▶ _Consigne a_: Relevez toutes les lignes des enregistrements où figure la chaîne « white ».

▶ _Extrait de page_:
Témoignage de François Duval

« Quand un médecin arrive en 1990 à Bora Bora… pour ne plus jamais repartir !

Je suis arrivé à Bora Bora en voilier il y a plus de trente ans et je suis resté dans ce beau pays où il fait si bon vivre avec les Tahitiens.

Le paysage y est fantastique mais le premier attrait pour vivre ici est sans doute, et de loin, les qualités des gens.

Pourtant, quand je suis arrivé, en 1991, je me suis présenté dans la Santé publique et ma venue n’a pas soulevé l’enthousiaste chez le personnel de la santé. Reçu entre deux portes en y mettant le pied.

Puis finalement, quelques jours après, on m’appelle de toute urgence : on a besoin d’un médecin à Rimatara la plus petite des îles australes. Il n’y est pas venu de médecin depuis longtemps. En fait je servais de monnaie d’échange : le maire de l’île avait promis qu’il voterait pour le président si on lui apportait un groupe électrogène flambant neuf et… un médecin !) Et voilà comment j’y suis parti avec femme et enfants…

Rimatara est vraiment Sud, ronde, 9 km de diamètre, entourée de corail, sans port et sans aéroport à l’époque, on y débarque dans une baleinière venant d’un petit cargo, en passant le récif sur une vague que les matelots paumotu ont pris la peine de compter, des fois ils comptent mal et tout le monde se retrouve dans l’eau…

Autant dire que pour une île isolée, elle est isolée…

Les mille habitants sont soignés par une auxiliaire de santé qui y fait un travail remarquable, formée en quelques semaines… (elle n’est ni infirmière, ni aide-soignante, ni adjointe de soin…)

▶ _Consigne b_: Traduisez en anglais la phrase suivante du témoignage ci-dessus : « Le paysage y est fantastique mais le premier attrait pour vivre ici est sans doute, et de loin, les qualités des gens. »

▶ _Données à traiter_:
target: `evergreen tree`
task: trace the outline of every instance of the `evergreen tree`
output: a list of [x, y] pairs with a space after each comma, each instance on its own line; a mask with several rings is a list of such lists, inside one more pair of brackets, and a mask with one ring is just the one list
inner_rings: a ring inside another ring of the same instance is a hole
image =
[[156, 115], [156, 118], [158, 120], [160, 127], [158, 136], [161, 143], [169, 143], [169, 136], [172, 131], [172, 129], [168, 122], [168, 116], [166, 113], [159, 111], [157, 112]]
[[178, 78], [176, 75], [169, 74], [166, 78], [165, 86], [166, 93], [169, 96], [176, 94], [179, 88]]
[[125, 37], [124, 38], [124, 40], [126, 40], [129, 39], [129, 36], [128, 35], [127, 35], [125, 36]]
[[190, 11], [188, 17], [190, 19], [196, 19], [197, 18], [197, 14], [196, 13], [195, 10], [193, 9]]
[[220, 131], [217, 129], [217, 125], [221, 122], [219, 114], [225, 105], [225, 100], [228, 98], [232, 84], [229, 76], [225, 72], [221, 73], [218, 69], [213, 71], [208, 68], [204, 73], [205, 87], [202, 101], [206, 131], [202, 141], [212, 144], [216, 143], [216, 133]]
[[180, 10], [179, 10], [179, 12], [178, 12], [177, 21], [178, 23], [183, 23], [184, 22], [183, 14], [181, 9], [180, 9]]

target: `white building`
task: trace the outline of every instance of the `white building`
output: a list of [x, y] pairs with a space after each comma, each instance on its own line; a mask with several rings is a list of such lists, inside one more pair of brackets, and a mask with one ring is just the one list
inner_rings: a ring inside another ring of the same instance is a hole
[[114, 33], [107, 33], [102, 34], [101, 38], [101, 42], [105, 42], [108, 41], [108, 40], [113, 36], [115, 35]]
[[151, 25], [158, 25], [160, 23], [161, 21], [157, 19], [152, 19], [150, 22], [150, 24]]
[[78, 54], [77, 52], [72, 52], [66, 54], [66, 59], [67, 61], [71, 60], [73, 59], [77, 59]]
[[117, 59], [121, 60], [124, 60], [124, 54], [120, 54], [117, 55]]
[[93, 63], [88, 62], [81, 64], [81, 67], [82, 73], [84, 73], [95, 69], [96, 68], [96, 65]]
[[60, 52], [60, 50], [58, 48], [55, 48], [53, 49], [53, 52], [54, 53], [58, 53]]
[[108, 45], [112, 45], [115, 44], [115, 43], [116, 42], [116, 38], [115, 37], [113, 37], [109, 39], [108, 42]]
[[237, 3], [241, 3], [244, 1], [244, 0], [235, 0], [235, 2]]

▶ _Solution détaillée a_:
target: `white building`
task: trace the outline of every instance of the `white building`

▶ _Solution détaillée b_: The scenery there is fantastic, but the main appeal of living here is no doubt, and by far, the qualities of the people.